- What to produce -
In the homily below, who is quoted as saying that Satan has all of the facts but none of the truth?

- Selected text -
----------------------------------------
Bishop’s Homily for Rite of Election March 1, 2020 - Archived

by Msgr. Robert Siler

Facts versus Truth

(haz clic aquí para leer en español)

Homily for the First Sunday of Lent and the Rite of Election 2020
Genesis 2:7-9; 3:1-7; Romans 5:12-19; Matthew 4:1-11
Most Reverend Joseph J. Tyson, Bishop of Yakima

Peace be with you! Each year we begin Lent by hearing about Christ’s temptations in the desert. The version of Christ’s temptations presented from the viewpoint of St. Matthew is particularly graphic. “Jesus was led by the Spirit in order to be tempted by the devil.” Why? Why would Jesus be led by the Spirit in order to be tempted by the devil?

Because when good bumps up against evil then the lie of the devil is exposed. Theologian and spiritual writer Father Paul Murray, O.P. puts it this way: “Satan has all of the facts but none of the truth.”

That is what is operating in the three temptations of Christ. Satan knows that Jesus as Son of God can turn stones into bread. Satan knows that Jesus is all powerful and has no need to prove his divine nature by throwing himself off the parapet of the temple. Satan knows that Jesus being the son of God is already omnipotent and has no need to dominate the powers and principalities of this world.  Satan has all of the facts. But he has none of the truth.

Satan lacks the truth that the greatest hunger is not the hunger for physical bread but the spiritual hunger for love – a love that ultimately flows from God. Satan lacks the truth that the greatest power comes not by our acrobatic feats but by love – a love that is so powerful it includes our enemies. Satan lacks the truth that the deepest satisfaction comes – not from our political popularity in the kingdoms of this world – but by the unconditional love of our Heavenly Father. Satan has all of the facts but none of the truth.

Note well, on the Third, Fourth and Fifth Sunday of Lent, those preparing for the Easter sacraments of Baptism, Confirmation and Eucharist, undergo a series of scrutinies where they grapple with sin in their life and through our prayers as a worshipping assembly become more deeply disposed to the forgiveness and mercy of God.
----------------------------------------
- Data shown -

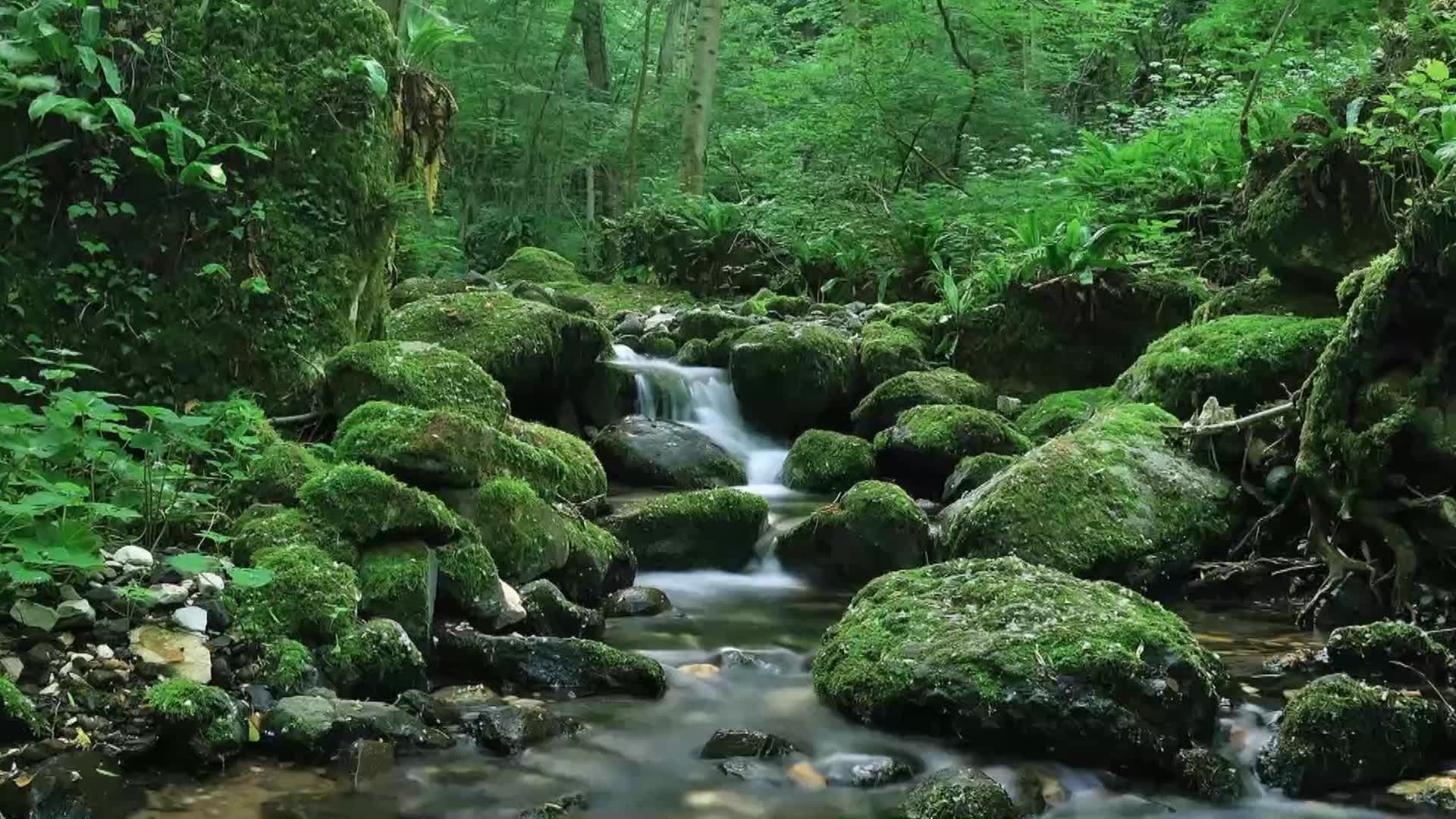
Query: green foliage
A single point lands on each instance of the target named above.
----------------------------------------
- Result -
Father Paul Murray, O.P., a theologian and spiritual writer.